Anoche tuve una pesadilla que no quiero ni nombrar ni describir. Temo que, dándole palabras que sirvan de soporte a su final, se haga realidad. Fue algo tétrico, apabullante, desastroso. Pero debí haberlo imaginado. La verdad es que me tiré media noche dando vueltas sin poder dormir. Yo presentía algo. Siempre me pasa: cuando va a suceder algo que me va a hacer sufrir, las noches son incómodas, guerreras, insoportables. Las horas pasan lentas como edades, los pensamientos regresan una y otra vez a oscuros túneles que atraen y repugnan como madrigueras de arañas; y el corazón se encuentra inquieto, removido, desconfiado, preguntándose vagamente cómo ha llegado a ese punto y qué puede hacer para cambiar lo que está por venir.
No puede, sin embargo. Solo puede mitigar el miedo y dispersar la atención hacia sueños menos vívidos y quizás más agradables, pero la batalla cae, una y otra vez, del lado del temor. Un temor que impide dormir. Impide pensar en otra cosa. Impide respirar.

......

== Qué hacer ==
Escribe cómo sigue el texto sobre la noche de la pesadilla a partir de su última frase.

Registros de señalización de objetos con nombre
......

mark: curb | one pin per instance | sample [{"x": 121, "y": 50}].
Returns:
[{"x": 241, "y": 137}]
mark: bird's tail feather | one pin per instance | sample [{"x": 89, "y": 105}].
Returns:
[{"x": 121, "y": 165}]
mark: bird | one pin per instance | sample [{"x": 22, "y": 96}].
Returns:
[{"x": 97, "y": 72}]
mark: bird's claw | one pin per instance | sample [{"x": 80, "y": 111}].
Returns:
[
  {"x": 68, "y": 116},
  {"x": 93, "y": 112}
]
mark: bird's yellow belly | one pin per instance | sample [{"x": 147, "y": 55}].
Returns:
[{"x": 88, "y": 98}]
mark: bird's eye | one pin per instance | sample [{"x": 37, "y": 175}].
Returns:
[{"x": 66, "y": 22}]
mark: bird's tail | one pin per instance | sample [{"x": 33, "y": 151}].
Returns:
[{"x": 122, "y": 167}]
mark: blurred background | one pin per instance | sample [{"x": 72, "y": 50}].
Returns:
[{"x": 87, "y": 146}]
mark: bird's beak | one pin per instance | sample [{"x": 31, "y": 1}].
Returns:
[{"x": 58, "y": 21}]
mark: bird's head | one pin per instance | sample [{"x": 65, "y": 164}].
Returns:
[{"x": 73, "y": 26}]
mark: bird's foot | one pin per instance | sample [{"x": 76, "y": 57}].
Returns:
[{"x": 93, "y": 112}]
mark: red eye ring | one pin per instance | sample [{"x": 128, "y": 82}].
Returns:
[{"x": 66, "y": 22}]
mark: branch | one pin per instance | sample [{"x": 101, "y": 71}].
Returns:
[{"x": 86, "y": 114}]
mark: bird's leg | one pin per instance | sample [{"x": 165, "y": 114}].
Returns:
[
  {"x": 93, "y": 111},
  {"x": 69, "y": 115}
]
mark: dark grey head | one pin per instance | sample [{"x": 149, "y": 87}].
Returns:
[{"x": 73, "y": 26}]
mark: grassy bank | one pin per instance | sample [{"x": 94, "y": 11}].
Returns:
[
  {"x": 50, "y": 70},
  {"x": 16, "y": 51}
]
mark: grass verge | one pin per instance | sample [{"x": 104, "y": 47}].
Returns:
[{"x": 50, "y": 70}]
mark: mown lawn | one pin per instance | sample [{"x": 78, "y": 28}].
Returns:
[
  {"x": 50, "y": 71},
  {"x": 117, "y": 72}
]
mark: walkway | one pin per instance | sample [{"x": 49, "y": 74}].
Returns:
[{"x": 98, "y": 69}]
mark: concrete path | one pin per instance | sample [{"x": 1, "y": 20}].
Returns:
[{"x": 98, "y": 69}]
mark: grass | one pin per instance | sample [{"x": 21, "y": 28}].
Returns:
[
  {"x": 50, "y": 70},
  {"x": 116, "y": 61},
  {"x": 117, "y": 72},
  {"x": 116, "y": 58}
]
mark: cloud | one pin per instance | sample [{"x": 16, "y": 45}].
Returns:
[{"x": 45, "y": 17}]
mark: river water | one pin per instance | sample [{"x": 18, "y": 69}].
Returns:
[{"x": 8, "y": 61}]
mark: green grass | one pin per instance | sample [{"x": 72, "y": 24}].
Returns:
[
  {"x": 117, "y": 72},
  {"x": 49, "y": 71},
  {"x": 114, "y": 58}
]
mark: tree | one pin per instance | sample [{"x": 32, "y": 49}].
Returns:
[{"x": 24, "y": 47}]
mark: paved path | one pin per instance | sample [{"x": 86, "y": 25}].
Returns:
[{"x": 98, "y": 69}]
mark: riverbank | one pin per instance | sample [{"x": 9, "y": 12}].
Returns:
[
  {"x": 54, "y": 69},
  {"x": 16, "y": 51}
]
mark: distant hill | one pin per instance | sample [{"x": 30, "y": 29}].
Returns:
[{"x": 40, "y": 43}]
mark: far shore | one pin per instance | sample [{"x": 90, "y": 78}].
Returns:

......

== Respuesta correcta ==
Lo impresionante y desconcertante es que luego, al día siguiente… ocurre. El miedo a la amenaza desconocida se concreta en la amenaza misma, que no ves venir, que se planta de sopetón ante ti y te sacude, como si quisiera recordarte que ya lo sabías y que estabas avisado. Aquello que temías sucede, aunque antes no podías ponerle nombre. En mi caso, tiene que ver con mi trabajo y con un típico caso de sujeto con suerte pero que jamás tuvo la brillantez del buen estudiante ni la consistencia del estudioso. Lo suyo es, pura y simplemente, fortuna y algo de labia. Estos individuos suelen ser tiránicos con sus subordinados, especialmente cuando sienten que podrían ser mejores que ellos. Y si alguna vez otorgan un favor, lo hacen solo para luego echarlo en cara.
Esta fue mi cruz hoy. Tomada con resignación y dolor. Humillación, derrota y bronca, sin necesidad, sin justicia y sin oportunidad.
Antes, después de la madrugada de vigilia invencible, la pesadilla, como la prefiguración del mal, pero con otro rostro. Las pocas horas que conseguiste dormir fueron invadidas por un enemigo que procede de dentro y que te hizo estremecer. Ese enemigo lleva tu nombre.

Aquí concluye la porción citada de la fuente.